(GOAL) Reproduce the word2vec notebook text from the part that opens with "## This notebook" and closes with "in feature space.", changing each "tweets" to "posts".

(TEXT EXTRACT)
## This notebook shows how to create word vectors using word2vec pipeline

The notebook shows how to generate and save word embeddings from tweets. The tweets are preprocessed to handle URLs, Email ids ets., after which they are input into the word2vec vectorizer.

After features are generated, they are saved. They are re-loaded and used for several lookups, such as checking embeddings for words and sentences, examining words which are close to a given word in feature space.

### Set directories, import libraries

In [9]:
## Set training file name
working_dir = "D:\Sentiment140_Classification"

training_filename = os.path.join(working_dir, "training_text.csv")
embeddings_file_path = os.path.join(working_dir, "w2vec.txt")

In [2]:
# Show azureml-tatk version
!pip show azureml-tatk

Name: azureml-tatk
Version: 0.0.687318
Summary: Microsoft Azure Machine Learning Text Analytics Toolkit
Home-page: https://msdata.visualstudio.com/DefaultCollection/AlgorithmsAndDataScience/_git/TATK
Author: Microsoft Corporation
Author-email: azml-tatk@microsoft.com
License: UNKNOWN
Location: c:\users\remoteuser\appdata\local\amlworkbench\python\lib\site-packages
Requires: nose, azure-ml-api-sdk, bqplot, requests, numpy, scikit-learn, lxml, sklearn-crfsuite, pandas, docker, pyspark, pytest, gensim, validators, tensorflow-gpu, azure-storage, keras, scipy, ipython, unidecode, h5py, nltk, matplotlib, pdfminer.six


In [1]:
from __future__ import absolute_import
from __future__ import division
import collections
import math
import os
import sys
import random
import numpy as np
from six.moves import urllib
from six.moves import xrange  
import tensorflow as tf
from timeit import default_timer as timer
import pandas as pd
import re
import io
from nltk.tokenize import TweetTokenizer
import num2words

from tatk.feature_extraction.word2vec_vectorizer import Word2VecVectorizer

  from ._conv import register_converters as _register_converters
Using TensorFlow backend.

Stored items from a collection

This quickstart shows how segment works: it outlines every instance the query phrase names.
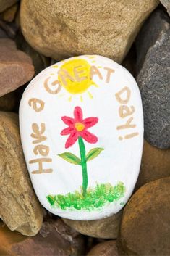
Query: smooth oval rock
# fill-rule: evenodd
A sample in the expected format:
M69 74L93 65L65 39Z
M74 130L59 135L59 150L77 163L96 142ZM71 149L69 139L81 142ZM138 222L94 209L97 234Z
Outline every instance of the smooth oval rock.
M72 220L63 218L70 227L83 235L100 239L116 239L120 228L122 211L112 216L96 220Z
M61 60L103 55L121 62L158 0L22 0L21 28L36 51Z
M29 173L48 210L90 220L126 204L143 143L140 94L126 69L97 55L46 68L23 94L20 123Z
M142 186L124 210L119 255L170 255L170 177Z
M43 210L27 173L18 126L17 114L0 112L0 218L12 231L35 236Z

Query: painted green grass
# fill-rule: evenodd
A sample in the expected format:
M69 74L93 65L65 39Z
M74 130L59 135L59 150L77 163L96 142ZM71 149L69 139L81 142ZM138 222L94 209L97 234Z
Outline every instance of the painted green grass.
M94 189L88 189L85 197L75 191L66 195L48 195L46 197L51 206L61 210L93 210L100 209L106 203L119 200L124 196L125 186L122 182L113 186L110 183L98 184Z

(WORKED SOLUTION)
## This notebook shows how to create word vectors using word2vec pipeline

The notebook shows how to generate and save word embeddings from posts. The posts are preprocessed to handle URLs, Email ids ets., after which they are input into the word2vec vectorizer.

After features are generated, they are saved. They are re-loaded and used for several lookups, such as checking embeddings for words and sentences, examining words which are close to a given word in feature space.